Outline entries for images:

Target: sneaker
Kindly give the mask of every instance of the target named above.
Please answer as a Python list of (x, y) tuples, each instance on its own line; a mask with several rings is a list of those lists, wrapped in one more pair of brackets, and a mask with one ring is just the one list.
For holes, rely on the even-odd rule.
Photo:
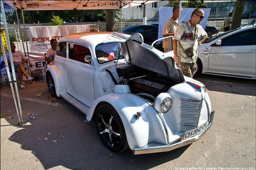
[(28, 81), (31, 81), (34, 80), (34, 78), (32, 77), (29, 76), (28, 78), (27, 78), (27, 80), (28, 80)]
[(25, 86), (24, 86), (23, 84), (21, 84), (20, 85), (20, 89), (21, 89), (22, 90), (23, 90), (25, 89), (26, 89), (26, 87), (25, 87)]

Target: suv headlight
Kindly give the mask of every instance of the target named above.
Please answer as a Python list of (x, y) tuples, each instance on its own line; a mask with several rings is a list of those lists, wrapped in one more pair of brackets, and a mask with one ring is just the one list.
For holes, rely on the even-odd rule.
[(154, 107), (156, 110), (163, 113), (165, 113), (170, 110), (172, 105), (172, 98), (167, 93), (160, 93), (154, 103)]

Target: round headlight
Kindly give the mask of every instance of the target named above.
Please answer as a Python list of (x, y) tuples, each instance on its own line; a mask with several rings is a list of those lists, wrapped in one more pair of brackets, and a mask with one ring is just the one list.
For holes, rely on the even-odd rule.
[(167, 93), (161, 93), (156, 98), (154, 107), (159, 112), (165, 113), (168, 112), (172, 105), (172, 101), (170, 95)]
[(160, 110), (163, 113), (166, 113), (171, 109), (172, 101), (171, 98), (167, 97), (163, 100), (160, 105)]

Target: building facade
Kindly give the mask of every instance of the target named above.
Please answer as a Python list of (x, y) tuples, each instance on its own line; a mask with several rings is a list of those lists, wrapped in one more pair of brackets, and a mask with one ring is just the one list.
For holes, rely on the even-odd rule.
[[(184, 1), (183, 1), (184, 2)], [(235, 9), (236, 0), (204, 0), (204, 3), (211, 9), (208, 17), (209, 20), (222, 20)], [(169, 1), (162, 0), (146, 5), (148, 20), (158, 20), (158, 9), (160, 6), (168, 6)], [(182, 6), (183, 6), (183, 5)], [(256, 0), (246, 0), (244, 5), (243, 19), (256, 17)], [(143, 5), (122, 9), (123, 20), (143, 20)]]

### TASK DESCRIPTION
Rewrite all of the records above as a JSON list of strings, one string per line, with blank lines omitted. Leave the pictures out.

### CORRECT ANSWER
[
  "Target: sneaker",
  "Kindly give the mask of every instance of the target named above.",
  "Please answer as a Python list of (x, y) tuples, each instance on its own line; a mask with several rings is a list of those lists, wrapped in one more pair of brackets, and a mask with one ring is just the one list.",
  "For holes, rely on the even-odd rule.",
  "Photo:",
  "[(28, 81), (31, 81), (34, 80), (34, 78), (32, 77), (29, 76), (28, 78), (27, 78), (27, 80), (28, 80)]",
  "[(25, 86), (24, 86), (23, 84), (21, 84), (20, 85), (20, 89), (21, 89), (22, 90), (23, 90), (25, 89), (26, 89), (26, 87), (25, 87)]",
  "Target: suv headlight",
  "Kindly give the mask of every instance of the target named above.",
  "Please answer as a Python list of (x, y) tuples, each instance on its own line; a mask with several rings is a list of those lists, wrapped in one more pair of brackets, and a mask with one ring is just the one list.",
  "For holes, rely on the even-odd rule.",
  "[(154, 107), (156, 110), (163, 113), (165, 113), (170, 110), (172, 105), (172, 98), (167, 93), (160, 93), (154, 103)]",
  "Target: round headlight",
  "Kindly give the mask of every instance of the target named above.",
  "Please answer as a Python list of (x, y) tuples, each instance on its own line; a mask with several rings is a list of those lists, wrapped in one more pair of brackets, and a mask with one ring is just the one list.",
  "For holes, rely on the even-odd rule.",
  "[(167, 93), (161, 93), (156, 98), (154, 107), (159, 112), (165, 113), (168, 112), (172, 105), (172, 101), (170, 95)]",
  "[(160, 110), (163, 113), (166, 113), (171, 109), (172, 101), (171, 98), (167, 97), (163, 100), (160, 105)]",
  "Target: building facade",
  "Kindly give the mask of every instance of the target named above.",
  "Please answer as a Python list of (x, y) tuples, each instance on its own line; a mask with several rings is a list of those lists, wrapped in one more pair of brackets, and a mask with one ring is just the one list.",
  "For holes, rely on the even-odd rule.",
  "[[(184, 1), (183, 1), (184, 2)], [(235, 9), (236, 0), (204, 0), (204, 3), (211, 9), (208, 17), (209, 20), (222, 20)], [(169, 1), (162, 0), (146, 5), (148, 20), (158, 20), (158, 9), (160, 6), (168, 6)], [(182, 6), (183, 6), (183, 5)], [(256, 0), (246, 0), (244, 5), (243, 19), (256, 17)], [(143, 5), (122, 9), (123, 20), (143, 20)]]"
]